◆ **GIVEN EXERCISE 1**:
Retype the earnings call remarks word for word, from start to finish.
[start DOCUMENT PASSAGE]
Thanks, Robert. Our earnings results for the second quarter came in generally in line with expectations as higher ancillary revenue and contribution from certain corporate-level items offset lower RevPAR performance. Adjusted EBITDAre for the second quarter was approximately $74 million, and adjusted FFO was $0.28 per diluted share. Our quarterly results reflect the impact of the extended completion of the renovation work at our hotel in Long Beach, which resulted in $3 million of estimated EBITDA displacement in the quarter, approximately $1.5 million higher than anticipated. Together with approximately $9.5 million of year-over-year decrease in earnings at the Confidante as it undergoes its transformation to Andaz Miami Beach, we now estimate that we will incur $15 million to $16 million of total earnings disruption this year. Now that the work is completed in Long Beach and as we get closer to the debut of Andaz, we look forward to recouping all of this displacement, plus additional earnings at these hotels next year. Included in our earnings release this morning with our revised outlook for the year. As Brian noted earlier, we have lowered our full-year expectations for RevPAR growth and earnings. The change is primarily related to the extended timing of completion of the renovation in Long Beach and a softer leisure trends we have seen in Wailea, which together are impacting growth and full-year RevPAR by over 200 basis points. Based on what we see today, we expect that our total portfolio full-year RevPAR growth, which includes all hotels in the portfolio will range from a decline of 25 basis points to an increase of 1.75% as compared to 2023. If we exclude the Confidante Miami Beach, RevPAR growth is projected to range from 2.25% to 4.25%. As a reference point for our updated guidance range, the full-year 2023…

Operator

Operator

[Operator Instructions] Your first question comes from the line of Michael Bellisario with Baird. Please go ahead.
[end DOCUMENT PASSAGE]
[start MATERIAL PROVIDED]
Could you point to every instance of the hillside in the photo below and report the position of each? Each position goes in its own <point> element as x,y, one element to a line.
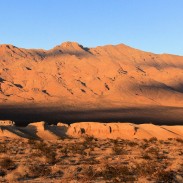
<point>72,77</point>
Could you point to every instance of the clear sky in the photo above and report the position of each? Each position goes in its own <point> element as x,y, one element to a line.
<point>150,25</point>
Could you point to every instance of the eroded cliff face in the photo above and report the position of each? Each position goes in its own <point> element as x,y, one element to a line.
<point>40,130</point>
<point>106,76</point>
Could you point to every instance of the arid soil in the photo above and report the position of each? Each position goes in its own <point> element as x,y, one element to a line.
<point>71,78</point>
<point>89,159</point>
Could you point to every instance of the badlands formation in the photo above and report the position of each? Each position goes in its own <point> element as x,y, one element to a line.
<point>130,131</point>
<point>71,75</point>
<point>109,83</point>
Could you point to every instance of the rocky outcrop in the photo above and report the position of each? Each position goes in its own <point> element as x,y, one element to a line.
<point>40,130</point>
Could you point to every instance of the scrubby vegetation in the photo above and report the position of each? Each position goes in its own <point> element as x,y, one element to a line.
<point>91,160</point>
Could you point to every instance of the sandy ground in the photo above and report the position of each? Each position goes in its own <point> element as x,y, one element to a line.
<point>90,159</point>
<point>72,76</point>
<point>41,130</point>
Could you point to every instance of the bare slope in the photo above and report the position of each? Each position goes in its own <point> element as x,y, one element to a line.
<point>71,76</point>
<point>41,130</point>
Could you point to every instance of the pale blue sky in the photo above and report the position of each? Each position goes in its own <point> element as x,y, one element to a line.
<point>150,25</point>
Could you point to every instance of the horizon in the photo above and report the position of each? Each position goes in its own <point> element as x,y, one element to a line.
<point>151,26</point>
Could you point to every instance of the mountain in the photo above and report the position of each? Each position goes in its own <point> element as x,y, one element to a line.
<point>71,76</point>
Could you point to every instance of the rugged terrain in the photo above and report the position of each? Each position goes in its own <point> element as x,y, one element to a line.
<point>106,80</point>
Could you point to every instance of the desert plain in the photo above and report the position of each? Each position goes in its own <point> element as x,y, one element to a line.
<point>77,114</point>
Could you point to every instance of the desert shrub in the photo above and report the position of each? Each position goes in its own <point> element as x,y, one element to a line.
[end MATERIAL PROVIDED]
[start MATERIAL PROVIDED]
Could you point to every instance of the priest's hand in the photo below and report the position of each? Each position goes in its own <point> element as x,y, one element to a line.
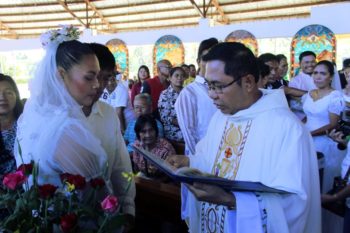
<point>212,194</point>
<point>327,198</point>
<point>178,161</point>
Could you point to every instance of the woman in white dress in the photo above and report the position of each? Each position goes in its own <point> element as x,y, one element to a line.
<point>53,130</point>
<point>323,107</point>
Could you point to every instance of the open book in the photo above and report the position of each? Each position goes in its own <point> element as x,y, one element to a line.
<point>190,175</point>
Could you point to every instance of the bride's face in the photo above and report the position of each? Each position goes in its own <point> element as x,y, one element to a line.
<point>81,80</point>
[end MATERIAL PROVIDED]
◆ **GIVEN EXERCISE 2**:
Rewrite only the stretch of rows from "Could you point to every instance of the hillside" through "<point>72,77</point>", replacing "hillside" with "slope" and leaving everything else unchanged. Omit the picture.

◆ **TASK OUTPUT 1**:
Thanks, Robert. Our earnings results for the second quarter came in generally in line with expectations as higher ancillary revenue and contribution from certain corporate-level items offset lower RevPAR performance. Adjusted EBITDAre for the second quarter was approximately $74 million, and adjusted FFO was $0.28 per diluted share. Our quarterly results reflect the impact of the extended completion of the renovation work at our hotel in Long Beach, which resulted in $3 million of estimated EBITDA displacement in the quarter, approximately $1.5 million higher than anticipated. Together with approximately $9.5 million of year-over-year decrease in earnings at the Confidante as it undergoes its transformation to Andaz Miami Beach, we now estimate that we will incur $15 million to $16 million of total earnings disruption this year. Now that the work is completed in Long Beach and as we get closer to the debut of Andaz, we look forward to recouping all of this displacement, plus additional earnings at these hotels next year. Included in our earnings release this morning with our revised outlook for the year. As Brian noted earlier, we have lowered our full-year expectations for RevPAR growth and earnings. The change is primarily related to the extended timing of completion of the renovation in Long Beach and a softer leisure trends we have seen in Wailea, which together are impacting growth and full-year RevPAR by over 200 basis points. Based on what we see today, we expect that our total portfolio full-year RevPAR growth, which includes all hotels in the portfolio will range from a decline of 25 basis points to an increase of 1.75% as compared to 2023. If we exclude the Confidante Miami Beach, RevPAR growth is projected to range from 2.25% to 4.25%. As a reference point for our updated guidance range, the full-year 2023…

Operator

Operator

[Operator Instructions] Your first question comes from the line of Michael Bellisario with Baird. Please go ahead.

◆ **TASK OUTPUT 2**:
Could you point to every instance of the slope in the photo below and report the position of each? Each position goes in its own <point> element as x,y, one element to a line.
<point>72,77</point>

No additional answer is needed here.